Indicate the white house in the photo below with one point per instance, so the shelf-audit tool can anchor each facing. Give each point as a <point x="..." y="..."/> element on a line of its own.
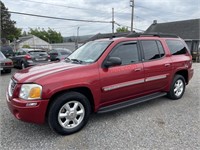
<point x="32" y="41"/>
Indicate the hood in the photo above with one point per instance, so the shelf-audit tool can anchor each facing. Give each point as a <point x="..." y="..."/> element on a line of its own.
<point x="33" y="73"/>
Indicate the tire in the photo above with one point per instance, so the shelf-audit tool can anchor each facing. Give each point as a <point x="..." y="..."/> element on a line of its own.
<point x="23" y="65"/>
<point x="8" y="70"/>
<point x="177" y="88"/>
<point x="62" y="115"/>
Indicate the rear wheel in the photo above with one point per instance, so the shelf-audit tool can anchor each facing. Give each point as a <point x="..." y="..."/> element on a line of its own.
<point x="69" y="113"/>
<point x="177" y="88"/>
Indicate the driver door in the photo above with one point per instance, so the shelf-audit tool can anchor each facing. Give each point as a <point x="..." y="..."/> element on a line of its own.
<point x="123" y="82"/>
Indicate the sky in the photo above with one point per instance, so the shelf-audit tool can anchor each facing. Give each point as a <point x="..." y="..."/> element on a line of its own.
<point x="145" y="11"/>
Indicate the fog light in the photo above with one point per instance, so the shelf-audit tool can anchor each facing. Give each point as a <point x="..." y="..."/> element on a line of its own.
<point x="31" y="104"/>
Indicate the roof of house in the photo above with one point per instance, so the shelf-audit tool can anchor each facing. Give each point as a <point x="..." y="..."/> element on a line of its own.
<point x="107" y="35"/>
<point x="186" y="29"/>
<point x="24" y="38"/>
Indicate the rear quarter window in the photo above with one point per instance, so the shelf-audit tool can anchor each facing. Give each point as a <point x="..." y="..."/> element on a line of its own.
<point x="176" y="47"/>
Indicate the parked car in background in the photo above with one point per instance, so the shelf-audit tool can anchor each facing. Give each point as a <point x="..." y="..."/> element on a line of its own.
<point x="29" y="57"/>
<point x="7" y="50"/>
<point x="5" y="64"/>
<point x="59" y="54"/>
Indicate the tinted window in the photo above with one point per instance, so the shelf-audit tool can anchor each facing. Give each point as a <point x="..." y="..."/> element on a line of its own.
<point x="2" y="56"/>
<point x="176" y="47"/>
<point x="150" y="50"/>
<point x="161" y="50"/>
<point x="90" y="51"/>
<point x="127" y="52"/>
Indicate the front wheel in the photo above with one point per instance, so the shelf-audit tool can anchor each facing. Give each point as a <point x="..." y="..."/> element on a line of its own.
<point x="69" y="113"/>
<point x="177" y="88"/>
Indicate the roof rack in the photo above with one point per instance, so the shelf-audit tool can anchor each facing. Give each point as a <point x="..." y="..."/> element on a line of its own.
<point x="147" y="34"/>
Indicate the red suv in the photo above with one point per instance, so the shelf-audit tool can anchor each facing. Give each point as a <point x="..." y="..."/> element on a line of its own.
<point x="101" y="76"/>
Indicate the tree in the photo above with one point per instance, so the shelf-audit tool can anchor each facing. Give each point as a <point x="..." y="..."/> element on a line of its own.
<point x="8" y="29"/>
<point x="50" y="36"/>
<point x="26" y="46"/>
<point x="122" y="29"/>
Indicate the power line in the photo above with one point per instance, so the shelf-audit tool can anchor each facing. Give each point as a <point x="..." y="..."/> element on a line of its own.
<point x="68" y="19"/>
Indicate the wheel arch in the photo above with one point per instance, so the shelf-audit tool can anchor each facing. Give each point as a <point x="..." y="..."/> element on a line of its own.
<point x="183" y="73"/>
<point x="83" y="90"/>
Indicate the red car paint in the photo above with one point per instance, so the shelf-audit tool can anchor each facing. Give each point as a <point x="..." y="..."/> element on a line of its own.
<point x="127" y="82"/>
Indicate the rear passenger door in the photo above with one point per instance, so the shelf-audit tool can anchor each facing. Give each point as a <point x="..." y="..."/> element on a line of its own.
<point x="157" y="65"/>
<point x="125" y="81"/>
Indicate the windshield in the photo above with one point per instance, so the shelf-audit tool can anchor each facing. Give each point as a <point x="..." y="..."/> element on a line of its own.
<point x="2" y="57"/>
<point x="90" y="51"/>
<point x="37" y="53"/>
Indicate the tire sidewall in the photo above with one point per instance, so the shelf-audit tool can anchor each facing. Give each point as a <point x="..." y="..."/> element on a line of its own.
<point x="57" y="105"/>
<point x="171" y="93"/>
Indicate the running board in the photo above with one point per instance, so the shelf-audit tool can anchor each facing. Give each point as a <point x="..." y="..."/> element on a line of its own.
<point x="131" y="102"/>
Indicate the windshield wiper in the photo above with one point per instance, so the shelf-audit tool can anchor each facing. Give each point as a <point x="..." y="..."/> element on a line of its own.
<point x="67" y="59"/>
<point x="76" y="60"/>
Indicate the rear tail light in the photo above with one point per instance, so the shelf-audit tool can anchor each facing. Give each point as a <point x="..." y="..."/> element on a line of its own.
<point x="27" y="57"/>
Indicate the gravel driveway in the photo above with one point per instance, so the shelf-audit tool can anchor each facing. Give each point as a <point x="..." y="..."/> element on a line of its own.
<point x="158" y="124"/>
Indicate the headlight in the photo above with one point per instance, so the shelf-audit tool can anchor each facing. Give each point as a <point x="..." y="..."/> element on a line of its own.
<point x="30" y="91"/>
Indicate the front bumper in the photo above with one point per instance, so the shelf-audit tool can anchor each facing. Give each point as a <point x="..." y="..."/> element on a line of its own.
<point x="23" y="110"/>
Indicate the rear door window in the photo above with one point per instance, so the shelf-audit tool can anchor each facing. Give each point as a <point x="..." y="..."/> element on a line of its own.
<point x="128" y="53"/>
<point x="176" y="47"/>
<point x="151" y="49"/>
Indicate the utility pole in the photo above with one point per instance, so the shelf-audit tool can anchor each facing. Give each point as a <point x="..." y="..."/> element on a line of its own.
<point x="132" y="14"/>
<point x="77" y="37"/>
<point x="113" y="21"/>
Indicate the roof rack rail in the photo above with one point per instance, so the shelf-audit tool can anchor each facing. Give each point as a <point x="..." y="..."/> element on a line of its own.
<point x="158" y="34"/>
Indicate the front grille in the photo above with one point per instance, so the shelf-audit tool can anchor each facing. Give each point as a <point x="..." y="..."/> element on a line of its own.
<point x="11" y="87"/>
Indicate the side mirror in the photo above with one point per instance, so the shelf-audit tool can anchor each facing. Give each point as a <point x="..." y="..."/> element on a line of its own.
<point x="112" y="61"/>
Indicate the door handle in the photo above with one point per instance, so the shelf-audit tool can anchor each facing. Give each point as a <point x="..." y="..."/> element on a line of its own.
<point x="167" y="65"/>
<point x="137" y="69"/>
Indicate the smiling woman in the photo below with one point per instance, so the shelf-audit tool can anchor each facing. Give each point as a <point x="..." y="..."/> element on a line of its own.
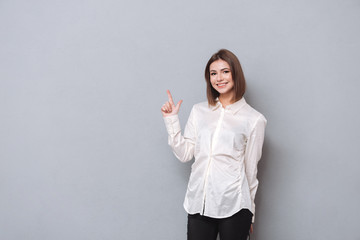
<point x="225" y="136"/>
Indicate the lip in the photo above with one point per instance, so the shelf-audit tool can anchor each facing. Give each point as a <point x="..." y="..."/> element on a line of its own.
<point x="221" y="85"/>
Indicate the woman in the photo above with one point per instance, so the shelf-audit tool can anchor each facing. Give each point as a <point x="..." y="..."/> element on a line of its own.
<point x="225" y="135"/>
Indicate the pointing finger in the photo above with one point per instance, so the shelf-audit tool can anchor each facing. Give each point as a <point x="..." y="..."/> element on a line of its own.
<point x="170" y="97"/>
<point x="179" y="104"/>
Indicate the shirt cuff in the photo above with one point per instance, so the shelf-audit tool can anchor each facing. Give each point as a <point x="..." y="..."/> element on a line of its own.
<point x="172" y="124"/>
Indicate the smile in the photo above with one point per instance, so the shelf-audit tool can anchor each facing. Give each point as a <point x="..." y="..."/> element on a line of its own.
<point x="221" y="84"/>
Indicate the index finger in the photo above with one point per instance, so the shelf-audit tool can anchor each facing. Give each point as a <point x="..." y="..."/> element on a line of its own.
<point x="170" y="97"/>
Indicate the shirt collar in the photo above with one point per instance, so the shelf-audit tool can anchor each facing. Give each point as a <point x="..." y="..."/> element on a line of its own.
<point x="233" y="108"/>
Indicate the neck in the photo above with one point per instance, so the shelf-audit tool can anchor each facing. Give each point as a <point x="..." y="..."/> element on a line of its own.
<point x="226" y="99"/>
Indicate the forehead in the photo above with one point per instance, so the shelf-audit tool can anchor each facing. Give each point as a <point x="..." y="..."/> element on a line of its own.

------------------------------------------------------------

Aim: Starting at the line that contains "Indicate the lip", retype each line through the end of the listing above and nothing else.

The response:
Indicate the lip in the photo above with one point per instance, so the shelf-audit tool can anchor each facing. Give each point as a <point x="..." y="..."/> element on a line of its own.
<point x="221" y="85"/>
Indicate the woman in the photo above with one point per instance, so the shelf-audit tool can anchor each facing. Give each point as a <point x="..." y="..."/> element on a line of its own.
<point x="225" y="135"/>
Indicate the pointing finger in the photo above with one point per instance, so the shelf-audit tool can anchor each facing. Give each point as a <point x="..." y="..."/> element on a line of its own.
<point x="170" y="97"/>
<point x="179" y="104"/>
Indicate the shirt cuff in the photo above with one point per instance, so the shelf-audit tool can anchor each facing. Give each point as a <point x="..." y="..."/> element on a line of its own.
<point x="172" y="124"/>
Indicate the smile in the photo above with one point per instance, so the shelf-audit tool can anchor each facing. Give each point as a <point x="..." y="..."/> element on a line of its own.
<point x="221" y="84"/>
Indicate the index finger in the photo above with one point per instance, so the shelf-audit tool can anchor each facing. Give each point as a <point x="..." y="..."/> element on a line of its own.
<point x="170" y="97"/>
Indicate the shirt collar in the photo above with one point per instance, so the shelf-audit tool can anchor each facing. Give each point as a <point x="..." y="..."/> element on a line of its own.
<point x="233" y="108"/>
Indicate the neck in the photo above with one point per instance, so the shelf-audit tool can anchor each facing. Give each point as a <point x="..." y="..."/> element on a line of its own.
<point x="226" y="99"/>
Indicate the forehead in the photo above with one point per instance, so the shelf-audit tool can anchor each facing. Give each point as a <point x="..." y="..."/> element on a line of its own.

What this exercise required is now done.